■ Extrait à lire:

━━━━━━━━━━

Un être humain (migrant) n’est pas un poids, mais un semblable, un frère et une sœur

Publié le par Michel Durand

Il barcone dei migranti, foto dell’anno per il Time ; http://www.lavocedellisola.it/2014/12/10/il-barcone-dei-migranti-foto-dellanno-per-il-time/

Il barcone dei migranti, foto dell’anno per il Time ; http://www.lavocedellisola.it/2014/12/10/il-barcone-dei-migranti-foto-dellanno-per-il-time/

Complexité et interdépendance des causes migratoires

Sciences Pô Lyon – 20/4/15. Par Jean-Pierre Cavalié – Mai 2015

En remerciant Jacques qui a transmis ce texte.

NB : Une pensée pour tous les migrant-e-s mort-e-s ces derniers jours en Méditerranée.

1. L’humain est un migrant :

Il a parcouru la terre de -500.000 et surtout -100.000 à -10.000. On compte une moyenne de 60km par génération. (Cf l’atlas des migrations de La Vie)

━━━━━━━━━━

■ Données de l'exercice:
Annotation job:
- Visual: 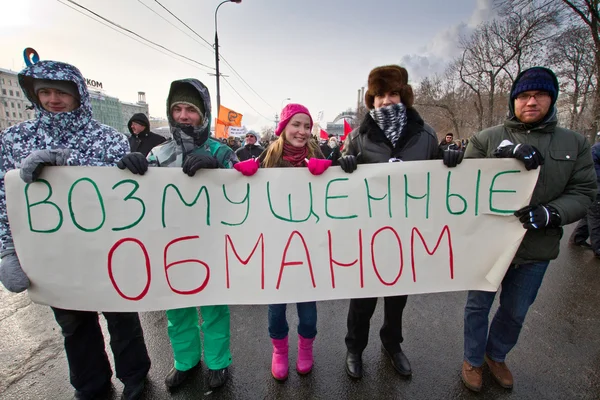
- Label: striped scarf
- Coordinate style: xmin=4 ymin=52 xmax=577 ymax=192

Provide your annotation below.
xmin=369 ymin=103 xmax=406 ymax=147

━━━━━━━━━━

■ Exercices:
(a) Dans l'extrait, reprenez le passage qui commence à « Un être humain » et se termine à « transmis ce texte. » en y remplaçant « semblable » par « prochain ».
(b) Convertissez toutes les entrées en un CSV à deux colonnes, « consigne » et « réponse », avec une ligne par entrée, chaque champ entre guillemets et les sauts de ligne remplacés par des espaces. Ne reprenez pas les images dans votre réponse.

■ Corrigé:
(a)
Un être humain (migrant) n’est pas un poids, mais un prochain, un frère et une sœur

Publié le par Michel Durand

Il barcone dei migranti, foto dell’anno per il Time ; http://www.lavocedellisola.it/2014/12/10/il-barcone-dei-migranti-foto-dellanno-per-il-time/

Il barcone dei migranti, foto dell’anno per il Time ; http://www.lavocedellisola.it/2014/12/10/il-barcone-dei-migranti-foto-dellanno-per-il-time/

Complexité et interdépendance des causes migratoires

Sciences Pô Lyon – 20/4/15. Par Jean-Pierre Cavalié – Mai 2015

En remerciant Jacques qui a transmis ce texte.

(b)
consigne,réponse
"Annotation job: - Visual: - Label: striped scarf - Coordinate style: xmin=4 ymin=52 xmax=577 ymax=192 Provide your annotation below.","xmin=369 ymin=103 xmax=406 ymax=147"